• JOB:
Please render the items below as a numbered list, one line per number, skipping blank lines and leaving out the pictures.

• SUPPLIED RECORDS:
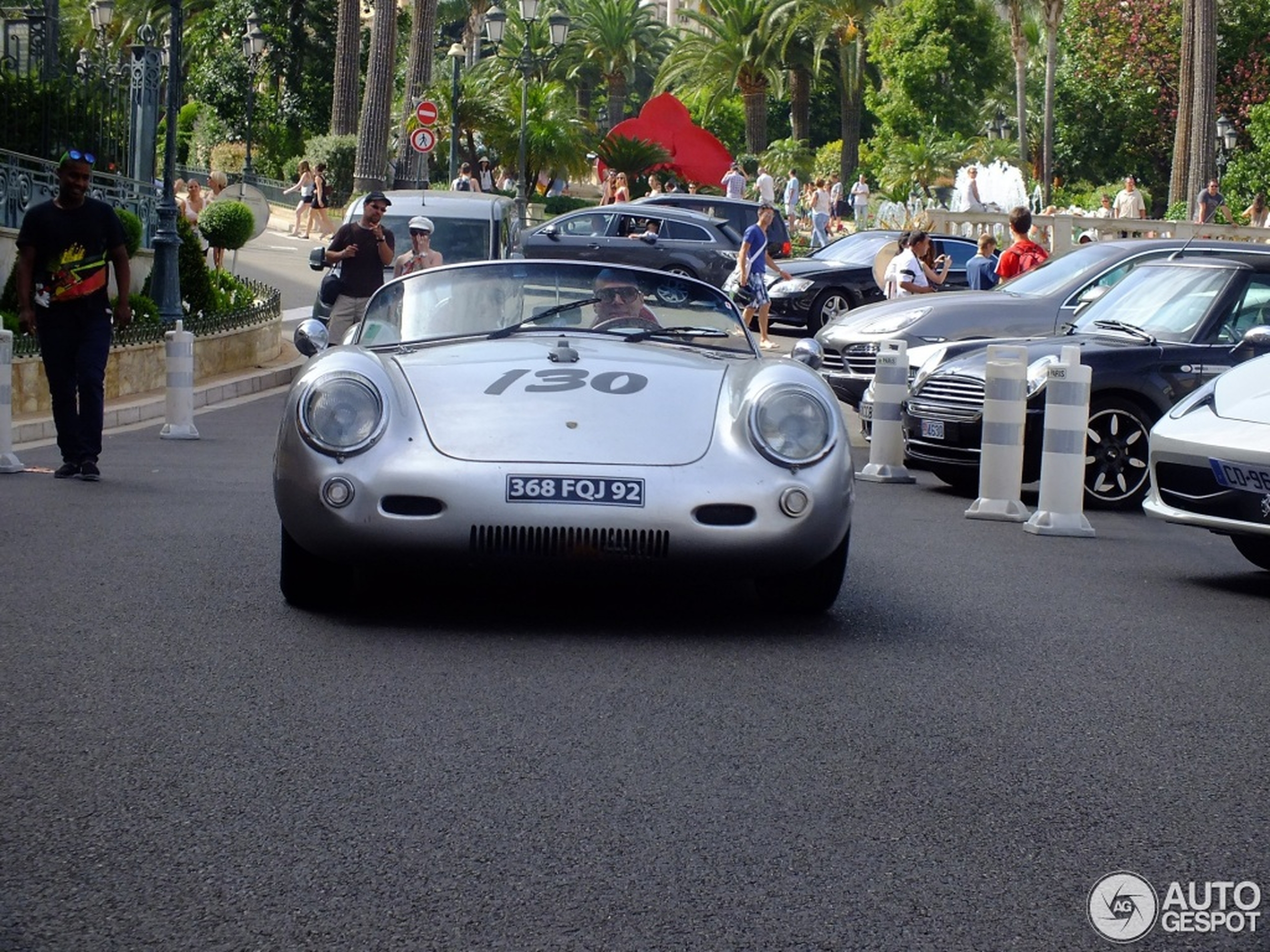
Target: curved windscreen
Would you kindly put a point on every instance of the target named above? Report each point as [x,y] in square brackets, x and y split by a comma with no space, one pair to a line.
[500,299]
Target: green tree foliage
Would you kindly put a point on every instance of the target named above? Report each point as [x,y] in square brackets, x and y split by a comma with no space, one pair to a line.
[938,61]
[226,225]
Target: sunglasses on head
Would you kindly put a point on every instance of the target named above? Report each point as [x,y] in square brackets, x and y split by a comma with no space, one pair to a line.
[625,294]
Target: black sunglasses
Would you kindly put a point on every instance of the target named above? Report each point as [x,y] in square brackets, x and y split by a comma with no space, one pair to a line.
[626,294]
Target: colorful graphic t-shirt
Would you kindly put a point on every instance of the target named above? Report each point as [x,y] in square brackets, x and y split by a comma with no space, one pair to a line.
[72,254]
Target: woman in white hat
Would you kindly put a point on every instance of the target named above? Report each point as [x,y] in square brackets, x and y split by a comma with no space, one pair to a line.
[421,254]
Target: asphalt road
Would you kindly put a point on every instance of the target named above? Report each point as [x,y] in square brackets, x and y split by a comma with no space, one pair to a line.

• RESPONSE TO THIS TASK:
1. Target: curved windscreen
2. Would you kindly put a point on every instance of the target named above? Report each point as [x,y] in square brackets, x and y split by a comma with no space, one pair to a line.
3. [500,299]
4. Target: green tree foliage
5. Would you kindly put a point on every instance of the target named above? Report each point as [x,y] in square brackets, x and y split by a comma with no space, one pair to a line.
6. [938,61]
7. [226,225]
8. Target: sunglasses on head
9. Would you kindly put a point on every instance of the target named above? Report each point as [x,y] in square brackets, x and y split by a comma with no space, one pair to a line.
10. [625,294]
11. Target: black sunglasses
12. Would you kindly put a point on every instance of the target named above? Report each point as [x,y] in square brackets, x and y split by a comma with no space, one pair to a line.
13. [626,294]
14. Target: colorful graphic t-shirt
15. Would you kindly put a point on every instance of the target named above? Report each point as [x,y] in square brackets, x and y split by a comma with no space, one pair to a line.
16. [72,254]
17. Target: woman in white hat
18. Would you kindly put a point on every instance of the target named above? Report each point as [x,y] in square brackets, x and y split by a comma with no space, one pair to a line.
19. [421,254]
20. Target: asphalt road
21. Would you kindly put a point on every instance of the target named above? Report each point as [x,y] in square brackets, x and y split by a comma with no space, one pair to a line.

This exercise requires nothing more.